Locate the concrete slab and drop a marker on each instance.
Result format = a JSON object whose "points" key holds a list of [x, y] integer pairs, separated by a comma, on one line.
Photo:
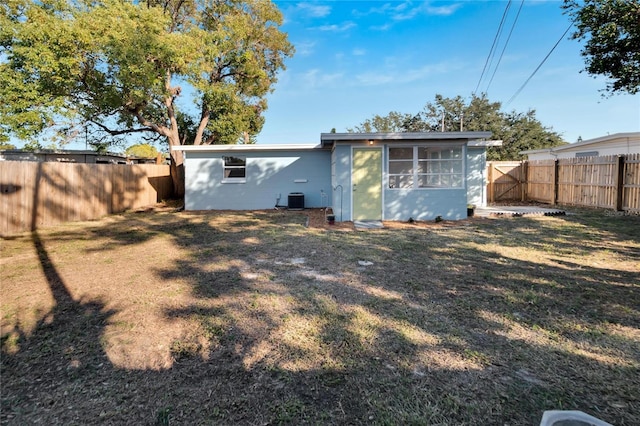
{"points": [[517, 211], [368, 224]]}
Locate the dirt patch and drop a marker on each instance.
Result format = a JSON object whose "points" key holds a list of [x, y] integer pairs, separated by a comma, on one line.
{"points": [[270, 317]]}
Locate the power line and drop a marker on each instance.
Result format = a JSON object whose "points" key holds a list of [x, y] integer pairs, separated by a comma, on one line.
{"points": [[541, 63], [505, 46], [493, 45]]}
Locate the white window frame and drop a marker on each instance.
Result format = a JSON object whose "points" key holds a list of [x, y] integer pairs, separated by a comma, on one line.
{"points": [[455, 172], [227, 170]]}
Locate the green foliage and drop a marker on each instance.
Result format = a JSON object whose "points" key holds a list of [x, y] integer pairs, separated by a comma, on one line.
{"points": [[518, 131], [142, 150], [611, 31], [115, 65], [392, 122], [6, 145]]}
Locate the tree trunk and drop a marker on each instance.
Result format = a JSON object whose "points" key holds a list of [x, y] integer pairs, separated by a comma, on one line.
{"points": [[177, 172], [177, 164]]}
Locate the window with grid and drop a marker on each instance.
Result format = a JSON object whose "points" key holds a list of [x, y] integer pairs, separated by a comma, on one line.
{"points": [[425, 167], [235, 170]]}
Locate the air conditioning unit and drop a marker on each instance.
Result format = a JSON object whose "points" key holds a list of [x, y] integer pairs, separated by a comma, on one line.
{"points": [[296, 201]]}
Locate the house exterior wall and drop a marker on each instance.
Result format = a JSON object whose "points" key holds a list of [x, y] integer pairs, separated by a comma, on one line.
{"points": [[270, 176], [476, 176], [401, 203]]}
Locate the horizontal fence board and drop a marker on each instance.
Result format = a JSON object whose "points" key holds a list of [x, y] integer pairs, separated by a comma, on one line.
{"points": [[587, 181], [41, 194]]}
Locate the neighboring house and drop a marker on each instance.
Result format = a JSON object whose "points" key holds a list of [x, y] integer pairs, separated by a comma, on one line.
{"points": [[62, 156], [361, 176], [616, 144], [75, 156]]}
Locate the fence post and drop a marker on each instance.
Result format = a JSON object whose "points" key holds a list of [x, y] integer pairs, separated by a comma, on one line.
{"points": [[620, 182], [523, 180], [554, 195], [491, 183]]}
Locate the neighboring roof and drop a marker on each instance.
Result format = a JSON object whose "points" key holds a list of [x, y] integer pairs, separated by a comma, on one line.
{"points": [[251, 147], [571, 146]]}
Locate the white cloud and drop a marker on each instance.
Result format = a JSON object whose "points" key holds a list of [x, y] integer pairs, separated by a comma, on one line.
{"points": [[314, 10], [395, 76], [409, 10], [314, 78], [305, 48], [345, 26]]}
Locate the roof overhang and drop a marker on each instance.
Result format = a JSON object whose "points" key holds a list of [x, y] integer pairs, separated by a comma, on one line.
{"points": [[484, 143], [329, 139], [247, 148]]}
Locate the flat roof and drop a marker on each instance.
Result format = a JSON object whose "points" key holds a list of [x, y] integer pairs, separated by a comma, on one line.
{"points": [[328, 138]]}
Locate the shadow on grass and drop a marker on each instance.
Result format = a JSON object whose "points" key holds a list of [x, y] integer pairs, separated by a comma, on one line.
{"points": [[443, 328]]}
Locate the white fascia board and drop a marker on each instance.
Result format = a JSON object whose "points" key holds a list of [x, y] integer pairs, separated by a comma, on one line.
{"points": [[483, 143], [246, 148], [327, 138]]}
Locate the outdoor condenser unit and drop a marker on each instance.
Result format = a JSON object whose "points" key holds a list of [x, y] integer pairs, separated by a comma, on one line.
{"points": [[296, 201]]}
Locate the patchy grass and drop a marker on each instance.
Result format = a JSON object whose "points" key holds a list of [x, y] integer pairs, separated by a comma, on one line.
{"points": [[251, 318]]}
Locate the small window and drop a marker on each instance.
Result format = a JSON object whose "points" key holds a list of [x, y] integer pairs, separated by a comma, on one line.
{"points": [[235, 170], [586, 154]]}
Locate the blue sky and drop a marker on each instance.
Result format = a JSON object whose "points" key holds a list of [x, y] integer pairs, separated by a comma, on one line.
{"points": [[355, 59]]}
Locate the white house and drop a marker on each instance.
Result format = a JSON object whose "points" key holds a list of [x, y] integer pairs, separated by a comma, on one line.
{"points": [[616, 144], [361, 176]]}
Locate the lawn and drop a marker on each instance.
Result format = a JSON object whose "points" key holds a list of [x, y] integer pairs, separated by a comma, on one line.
{"points": [[191, 318]]}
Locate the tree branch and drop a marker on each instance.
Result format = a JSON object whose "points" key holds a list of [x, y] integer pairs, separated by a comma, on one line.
{"points": [[120, 132]]}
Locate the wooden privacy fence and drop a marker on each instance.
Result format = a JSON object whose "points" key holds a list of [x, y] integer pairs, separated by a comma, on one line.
{"points": [[611, 182], [506, 181], [34, 194]]}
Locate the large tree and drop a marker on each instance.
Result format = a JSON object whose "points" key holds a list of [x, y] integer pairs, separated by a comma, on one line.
{"points": [[611, 31], [118, 67], [518, 131]]}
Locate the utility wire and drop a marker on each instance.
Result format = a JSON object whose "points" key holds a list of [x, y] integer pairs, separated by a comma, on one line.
{"points": [[493, 45], [505, 46], [541, 63]]}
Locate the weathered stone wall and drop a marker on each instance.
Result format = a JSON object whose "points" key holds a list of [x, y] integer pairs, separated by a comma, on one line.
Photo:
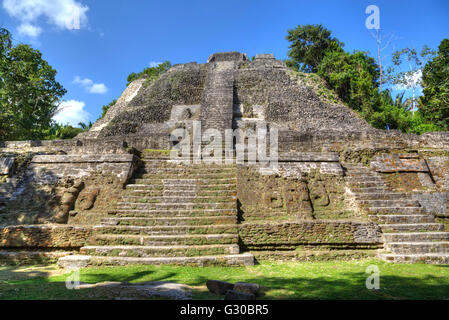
{"points": [[290, 235], [46, 169], [44, 236], [308, 186], [53, 185], [181, 85]]}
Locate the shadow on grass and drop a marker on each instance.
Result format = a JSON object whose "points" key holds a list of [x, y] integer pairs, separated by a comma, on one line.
{"points": [[331, 284]]}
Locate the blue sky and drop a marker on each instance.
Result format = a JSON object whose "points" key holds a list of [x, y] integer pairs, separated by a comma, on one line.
{"points": [[118, 37]]}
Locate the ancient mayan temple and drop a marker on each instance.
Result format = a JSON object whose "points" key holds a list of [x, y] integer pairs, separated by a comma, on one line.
{"points": [[115, 196]]}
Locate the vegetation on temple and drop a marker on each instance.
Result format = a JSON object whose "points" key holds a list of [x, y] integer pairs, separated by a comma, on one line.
{"points": [[355, 78]]}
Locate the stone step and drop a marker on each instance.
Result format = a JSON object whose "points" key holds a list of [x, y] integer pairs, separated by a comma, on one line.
{"points": [[413, 227], [170, 221], [185, 169], [70, 262], [428, 258], [161, 251], [163, 240], [186, 181], [389, 203], [30, 256], [368, 184], [218, 186], [186, 205], [167, 230], [361, 172], [363, 178], [395, 210], [381, 196], [416, 236], [369, 190], [179, 199], [175, 213], [418, 247], [180, 193], [401, 219], [185, 175]]}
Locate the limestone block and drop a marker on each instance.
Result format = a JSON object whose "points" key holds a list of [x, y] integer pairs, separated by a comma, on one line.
{"points": [[6, 165], [396, 163]]}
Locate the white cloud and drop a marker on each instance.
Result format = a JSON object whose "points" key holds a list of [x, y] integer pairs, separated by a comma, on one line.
{"points": [[90, 86], [410, 80], [29, 30], [64, 14], [71, 112], [99, 88]]}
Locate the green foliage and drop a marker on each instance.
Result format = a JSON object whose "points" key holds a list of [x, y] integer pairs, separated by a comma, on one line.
{"points": [[105, 108], [57, 131], [354, 77], [434, 105], [151, 73], [280, 280], [29, 93], [309, 45]]}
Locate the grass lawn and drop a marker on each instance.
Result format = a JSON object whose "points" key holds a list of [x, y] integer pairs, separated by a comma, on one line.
{"points": [[281, 280]]}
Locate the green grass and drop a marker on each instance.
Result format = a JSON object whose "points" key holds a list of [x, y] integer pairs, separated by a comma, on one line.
{"points": [[281, 280]]}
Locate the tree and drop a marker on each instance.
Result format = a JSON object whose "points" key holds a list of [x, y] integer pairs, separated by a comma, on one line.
{"points": [[151, 73], [434, 105], [309, 44], [382, 41], [409, 79], [354, 77], [29, 93], [106, 107]]}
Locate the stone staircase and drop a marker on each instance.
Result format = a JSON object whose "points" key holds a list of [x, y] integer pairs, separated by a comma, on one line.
{"points": [[410, 234], [170, 214]]}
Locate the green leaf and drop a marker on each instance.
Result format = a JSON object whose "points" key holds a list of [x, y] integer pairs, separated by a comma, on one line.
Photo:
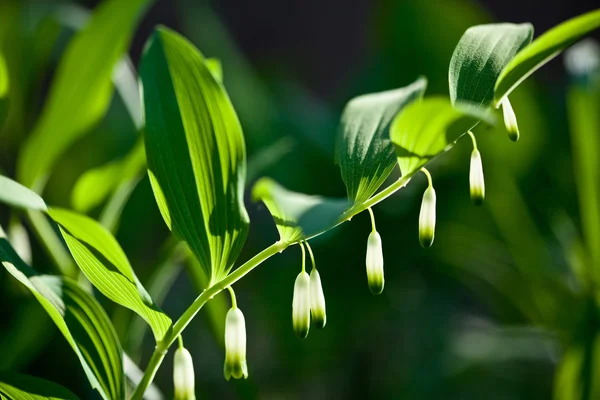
{"points": [[104, 263], [478, 59], [542, 50], [16, 195], [82, 88], [195, 150], [363, 150], [25, 387], [79, 317], [298, 216], [427, 128]]}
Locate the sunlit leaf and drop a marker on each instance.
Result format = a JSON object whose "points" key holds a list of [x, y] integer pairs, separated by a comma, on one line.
{"points": [[104, 263], [195, 151], [17, 195], [427, 128], [80, 319], [25, 387], [481, 54], [298, 216], [363, 150], [82, 88], [542, 50]]}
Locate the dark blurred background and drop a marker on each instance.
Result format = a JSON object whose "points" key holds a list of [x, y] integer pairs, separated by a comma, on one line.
{"points": [[454, 321]]}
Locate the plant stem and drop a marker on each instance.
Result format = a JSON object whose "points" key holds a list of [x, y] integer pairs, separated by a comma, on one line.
{"points": [[161, 348]]}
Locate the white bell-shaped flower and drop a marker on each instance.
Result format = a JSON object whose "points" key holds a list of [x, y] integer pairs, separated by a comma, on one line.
{"points": [[317, 300], [183, 375], [301, 305], [235, 345], [427, 218], [476, 181], [375, 263]]}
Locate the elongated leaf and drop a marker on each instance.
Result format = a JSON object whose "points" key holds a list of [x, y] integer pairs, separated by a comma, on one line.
{"points": [[363, 150], [103, 262], [24, 387], [479, 58], [195, 150], [542, 50], [425, 129], [298, 216], [16, 195], [79, 317], [82, 89]]}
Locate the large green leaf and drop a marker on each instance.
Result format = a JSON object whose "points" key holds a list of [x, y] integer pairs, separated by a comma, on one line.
{"points": [[427, 128], [17, 195], [363, 150], [481, 54], [195, 151], [542, 50], [104, 263], [24, 387], [298, 216], [79, 317], [81, 91]]}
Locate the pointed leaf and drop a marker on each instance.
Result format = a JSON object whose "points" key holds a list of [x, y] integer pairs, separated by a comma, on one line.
{"points": [[104, 263], [195, 150], [82, 88], [425, 129], [478, 59], [542, 50], [298, 216], [25, 387], [80, 319], [363, 150], [16, 195]]}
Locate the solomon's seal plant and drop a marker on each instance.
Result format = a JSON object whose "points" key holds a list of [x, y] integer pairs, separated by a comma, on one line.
{"points": [[193, 149]]}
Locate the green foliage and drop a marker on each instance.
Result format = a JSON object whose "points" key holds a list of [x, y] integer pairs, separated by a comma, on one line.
{"points": [[80, 319], [195, 150], [103, 262], [364, 151]]}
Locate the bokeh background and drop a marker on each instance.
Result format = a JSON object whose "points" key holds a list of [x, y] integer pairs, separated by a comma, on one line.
{"points": [[457, 321]]}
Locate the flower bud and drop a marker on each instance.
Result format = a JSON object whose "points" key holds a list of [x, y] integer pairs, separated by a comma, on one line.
{"points": [[510, 120], [427, 218], [301, 305], [375, 263], [235, 345], [183, 375], [476, 182], [317, 300]]}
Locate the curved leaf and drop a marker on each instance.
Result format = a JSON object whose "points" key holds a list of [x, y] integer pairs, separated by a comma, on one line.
{"points": [[298, 216], [79, 317], [478, 59], [103, 262], [81, 91], [16, 195], [425, 129], [363, 150], [25, 387], [195, 151], [542, 50]]}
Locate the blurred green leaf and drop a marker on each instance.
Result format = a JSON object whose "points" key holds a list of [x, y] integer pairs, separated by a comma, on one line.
{"points": [[424, 129], [298, 216], [17, 195], [103, 262], [195, 150], [363, 150], [542, 50], [478, 59], [81, 91], [25, 387], [79, 317]]}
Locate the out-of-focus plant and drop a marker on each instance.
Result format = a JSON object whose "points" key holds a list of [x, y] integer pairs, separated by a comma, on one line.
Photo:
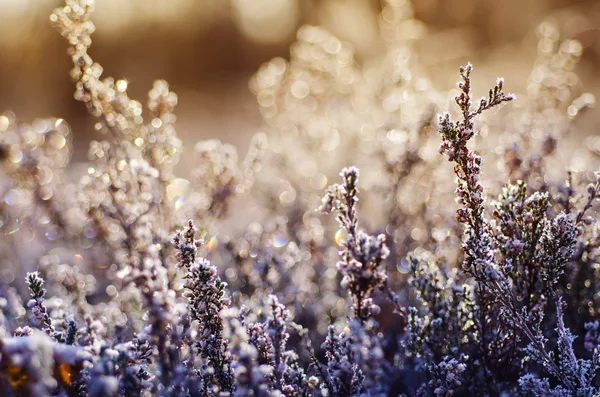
{"points": [[411, 300]]}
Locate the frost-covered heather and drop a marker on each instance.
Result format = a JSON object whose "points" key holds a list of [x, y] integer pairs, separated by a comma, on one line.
{"points": [[454, 264]]}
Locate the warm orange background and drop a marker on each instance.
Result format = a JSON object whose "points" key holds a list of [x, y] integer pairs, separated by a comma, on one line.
{"points": [[208, 49]]}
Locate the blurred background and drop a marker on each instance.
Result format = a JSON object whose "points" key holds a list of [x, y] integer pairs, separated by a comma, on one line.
{"points": [[208, 49]]}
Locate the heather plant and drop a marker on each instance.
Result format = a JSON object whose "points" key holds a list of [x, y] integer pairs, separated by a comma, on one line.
{"points": [[145, 282]]}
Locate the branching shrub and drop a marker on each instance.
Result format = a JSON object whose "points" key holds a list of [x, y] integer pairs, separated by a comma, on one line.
{"points": [[496, 297]]}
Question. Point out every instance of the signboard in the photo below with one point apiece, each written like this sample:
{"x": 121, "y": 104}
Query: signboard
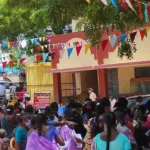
{"x": 41, "y": 99}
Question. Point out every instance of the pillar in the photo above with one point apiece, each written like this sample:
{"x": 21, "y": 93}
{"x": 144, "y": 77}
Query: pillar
{"x": 57, "y": 87}
{"x": 102, "y": 82}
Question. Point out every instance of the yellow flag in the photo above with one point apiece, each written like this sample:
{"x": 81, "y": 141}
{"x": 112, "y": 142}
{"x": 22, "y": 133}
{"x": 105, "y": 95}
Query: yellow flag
{"x": 88, "y": 1}
{"x": 42, "y": 47}
{"x": 87, "y": 46}
{"x": 148, "y": 30}
{"x": 8, "y": 44}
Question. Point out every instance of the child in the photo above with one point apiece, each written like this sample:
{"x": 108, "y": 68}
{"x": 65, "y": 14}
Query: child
{"x": 4, "y": 142}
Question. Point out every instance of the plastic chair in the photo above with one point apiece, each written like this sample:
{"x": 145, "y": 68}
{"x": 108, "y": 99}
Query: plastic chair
{"x": 12, "y": 144}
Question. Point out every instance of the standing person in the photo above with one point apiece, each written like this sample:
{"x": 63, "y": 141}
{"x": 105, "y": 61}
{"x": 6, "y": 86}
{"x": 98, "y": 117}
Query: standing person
{"x": 36, "y": 140}
{"x": 92, "y": 95}
{"x": 13, "y": 89}
{"x": 112, "y": 102}
{"x": 8, "y": 122}
{"x": 21, "y": 132}
{"x": 110, "y": 139}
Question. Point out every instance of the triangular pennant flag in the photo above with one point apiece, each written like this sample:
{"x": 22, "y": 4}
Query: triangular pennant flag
{"x": 87, "y": 47}
{"x": 104, "y": 43}
{"x": 22, "y": 60}
{"x": 78, "y": 49}
{"x": 129, "y": 4}
{"x": 140, "y": 10}
{"x": 148, "y": 9}
{"x": 45, "y": 55}
{"x": 70, "y": 50}
{"x": 132, "y": 36}
{"x": 42, "y": 48}
{"x": 11, "y": 62}
{"x": 8, "y": 45}
{"x": 43, "y": 39}
{"x": 123, "y": 4}
{"x": 142, "y": 33}
{"x": 114, "y": 3}
{"x": 4, "y": 63}
{"x": 113, "y": 40}
{"x": 105, "y": 2}
{"x": 146, "y": 13}
{"x": 61, "y": 53}
{"x": 38, "y": 58}
{"x": 122, "y": 38}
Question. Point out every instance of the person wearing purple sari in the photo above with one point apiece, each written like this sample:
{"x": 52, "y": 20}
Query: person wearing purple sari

──────────────────────────────

Set down, unchanged, the line that contains "Question. Point out every instance of the triangular" together with every later line in the records, through the last one.

Question. Point out every instance of the triangular pennant flag in the photo above with one point apiece, each written like this sample:
{"x": 22, "y": 4}
Query: triangular pennant flag
{"x": 87, "y": 47}
{"x": 104, "y": 43}
{"x": 22, "y": 60}
{"x": 78, "y": 49}
{"x": 129, "y": 4}
{"x": 140, "y": 10}
{"x": 148, "y": 9}
{"x": 45, "y": 55}
{"x": 70, "y": 50}
{"x": 132, "y": 36}
{"x": 42, "y": 48}
{"x": 11, "y": 62}
{"x": 8, "y": 45}
{"x": 43, "y": 39}
{"x": 123, "y": 4}
{"x": 142, "y": 33}
{"x": 114, "y": 3}
{"x": 4, "y": 63}
{"x": 113, "y": 40}
{"x": 105, "y": 2}
{"x": 146, "y": 13}
{"x": 61, "y": 53}
{"x": 38, "y": 58}
{"x": 122, "y": 38}
Question. Point out every instance of the person wearing purple sari in the photo above with one point apiece, each written like this sample:
{"x": 52, "y": 20}
Query: person wearing purple sari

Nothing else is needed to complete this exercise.